The exercise:
Convert the entries from the first line through the line containing "point(96, 157)" into a Markdown table with columns Row and Line. Number each row and skip any blank lines.

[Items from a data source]
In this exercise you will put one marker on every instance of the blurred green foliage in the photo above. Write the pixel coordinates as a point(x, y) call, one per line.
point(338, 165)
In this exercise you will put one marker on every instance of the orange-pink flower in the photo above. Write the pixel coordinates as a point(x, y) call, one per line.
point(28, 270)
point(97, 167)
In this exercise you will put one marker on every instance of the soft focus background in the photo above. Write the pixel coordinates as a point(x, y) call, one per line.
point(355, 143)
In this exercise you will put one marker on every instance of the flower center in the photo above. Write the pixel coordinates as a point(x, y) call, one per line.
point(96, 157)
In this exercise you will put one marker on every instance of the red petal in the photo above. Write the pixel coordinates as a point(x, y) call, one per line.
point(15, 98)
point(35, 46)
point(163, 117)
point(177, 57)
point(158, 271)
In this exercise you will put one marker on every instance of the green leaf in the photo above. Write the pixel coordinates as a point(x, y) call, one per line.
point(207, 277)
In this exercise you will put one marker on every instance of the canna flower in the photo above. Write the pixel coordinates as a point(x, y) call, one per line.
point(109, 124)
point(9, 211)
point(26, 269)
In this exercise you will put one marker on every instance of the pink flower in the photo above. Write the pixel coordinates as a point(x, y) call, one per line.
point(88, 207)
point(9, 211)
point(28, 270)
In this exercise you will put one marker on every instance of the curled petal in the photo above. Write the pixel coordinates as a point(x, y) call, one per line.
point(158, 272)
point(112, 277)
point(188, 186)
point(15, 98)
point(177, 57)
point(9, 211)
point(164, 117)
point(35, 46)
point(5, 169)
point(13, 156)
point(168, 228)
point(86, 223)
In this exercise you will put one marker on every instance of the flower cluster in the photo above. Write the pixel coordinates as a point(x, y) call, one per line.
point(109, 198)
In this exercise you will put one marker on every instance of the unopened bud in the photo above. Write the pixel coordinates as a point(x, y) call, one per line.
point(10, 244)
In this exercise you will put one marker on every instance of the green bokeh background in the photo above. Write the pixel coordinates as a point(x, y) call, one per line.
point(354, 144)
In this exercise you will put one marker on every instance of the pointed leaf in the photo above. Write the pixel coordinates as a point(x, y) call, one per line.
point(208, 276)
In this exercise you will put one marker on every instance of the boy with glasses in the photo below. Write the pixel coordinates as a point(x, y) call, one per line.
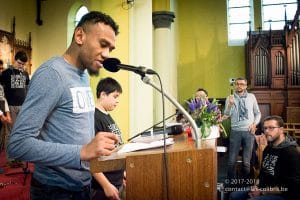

Final answer:
| Row | Line |
|---|---|
| 1 | In this exercise you will put one marker on every instance of the blurred green foliage in the photo above. Write the pixel coordinates as a point(x, y) call, one per line. |
| 2 | point(338, 165) |
| 3 | In this exercise you will put one marker on every instance of the orange-pink flower in the photo above. Write the pixel coordinates as a point(x, y) call, one per line. |
| 4 | point(28, 270) |
| 5 | point(97, 167) |
| 6 | In this exercise you will put one marker on every instance of the soft focus background in the photo above. Write the pixel coordinates as a point(x, y) call, one per line. |
| 7 | point(355, 143) |
| 8 | In this exercise you will put one marker on every instance of the flower center in the photo above. Write the pixel coordinates as a point(x, y) call, one per line. |
| 9 | point(96, 157) |